(Material to process):
◇ ◇ ◇
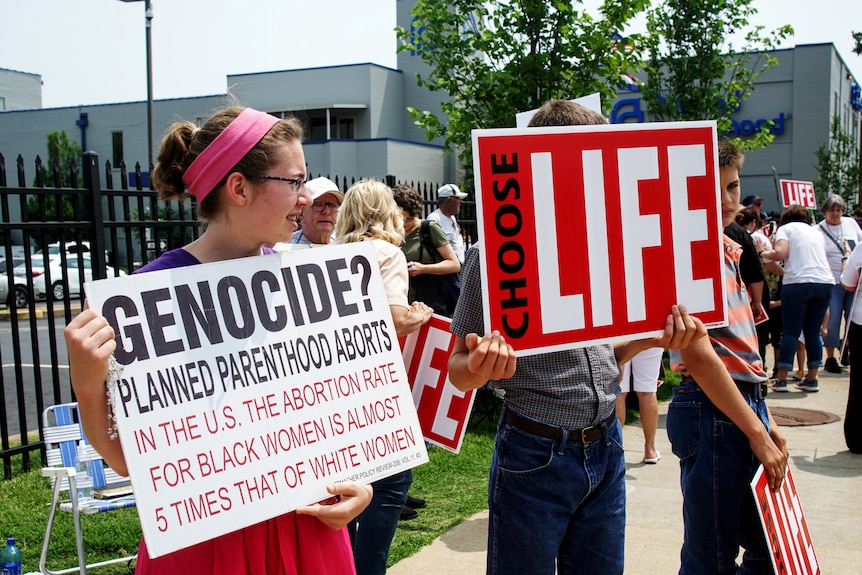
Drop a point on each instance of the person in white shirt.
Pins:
(449, 198)
(805, 293)
(317, 221)
(841, 235)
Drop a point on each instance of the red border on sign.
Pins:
(435, 397)
(784, 526)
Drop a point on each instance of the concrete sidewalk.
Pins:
(827, 478)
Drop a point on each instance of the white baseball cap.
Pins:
(449, 190)
(320, 186)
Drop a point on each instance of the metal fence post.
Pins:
(93, 184)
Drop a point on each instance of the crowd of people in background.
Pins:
(558, 471)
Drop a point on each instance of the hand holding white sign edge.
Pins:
(669, 170)
(251, 384)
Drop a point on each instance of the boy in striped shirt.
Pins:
(719, 425)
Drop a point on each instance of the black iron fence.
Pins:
(64, 229)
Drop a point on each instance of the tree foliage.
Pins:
(694, 71)
(64, 154)
(494, 59)
(838, 165)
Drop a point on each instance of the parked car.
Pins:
(67, 282)
(20, 290)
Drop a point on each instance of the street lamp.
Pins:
(148, 15)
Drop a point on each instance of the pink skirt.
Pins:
(290, 544)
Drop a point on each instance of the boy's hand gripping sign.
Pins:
(591, 233)
(249, 385)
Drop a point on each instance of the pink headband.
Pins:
(226, 151)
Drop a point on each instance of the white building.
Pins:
(358, 125)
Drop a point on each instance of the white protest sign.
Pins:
(249, 385)
(784, 526)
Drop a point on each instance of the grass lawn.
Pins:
(453, 485)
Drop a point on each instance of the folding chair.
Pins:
(77, 472)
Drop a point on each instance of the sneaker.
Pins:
(832, 365)
(808, 385)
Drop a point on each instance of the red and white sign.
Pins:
(250, 385)
(799, 193)
(784, 525)
(591, 233)
(443, 410)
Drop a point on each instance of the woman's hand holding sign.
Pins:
(348, 500)
(476, 360)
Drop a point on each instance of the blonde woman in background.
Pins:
(369, 214)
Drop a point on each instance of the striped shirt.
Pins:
(574, 388)
(736, 343)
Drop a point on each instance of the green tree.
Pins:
(63, 153)
(694, 71)
(838, 165)
(496, 58)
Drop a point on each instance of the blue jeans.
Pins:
(716, 468)
(803, 307)
(839, 307)
(556, 506)
(371, 533)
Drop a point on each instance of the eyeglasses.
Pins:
(298, 183)
(320, 206)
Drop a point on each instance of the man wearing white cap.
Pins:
(449, 203)
(317, 222)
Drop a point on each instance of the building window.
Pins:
(345, 129)
(117, 148)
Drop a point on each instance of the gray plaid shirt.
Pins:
(574, 388)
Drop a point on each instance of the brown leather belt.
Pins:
(586, 435)
(755, 390)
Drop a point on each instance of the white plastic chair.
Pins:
(76, 470)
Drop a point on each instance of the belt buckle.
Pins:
(587, 430)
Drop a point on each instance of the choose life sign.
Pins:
(249, 385)
(591, 233)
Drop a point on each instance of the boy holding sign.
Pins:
(719, 425)
(557, 478)
(247, 171)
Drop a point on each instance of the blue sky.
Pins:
(93, 51)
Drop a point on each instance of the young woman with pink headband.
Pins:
(247, 171)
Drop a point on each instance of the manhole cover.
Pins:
(792, 416)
◇ ◇ ◇
Take the entries above and return only the lines from the one with "Drop a point on each instance of the concrete" to the one with "Drop a point on each instance of the street", both included, unchanged.

Drop a point on each instance of the concrete sidewalk.
Pins:
(827, 478)
Drop a point on each instance of the white baseball cap.
Pins:
(449, 190)
(320, 186)
Drop a point on each instance of the metal fence post.
Pins:
(93, 184)
Drop a point on each instance of the crowd of people in background.
Pins:
(558, 471)
Drop a point on each instance of the hand holding white sign edge.
Pins:
(669, 170)
(251, 384)
Drop a point on each instance of the boy in striped shirt.
Pins:
(719, 425)
Drop a point on each instance of the black iron fence.
Pins:
(64, 229)
Drop a point on each instance of the tree foliage.
Pins:
(694, 71)
(64, 154)
(494, 59)
(838, 165)
Drop a point on each instance of the parked car.
Pins:
(67, 282)
(20, 290)
Drop a point on each instance of the street lamp.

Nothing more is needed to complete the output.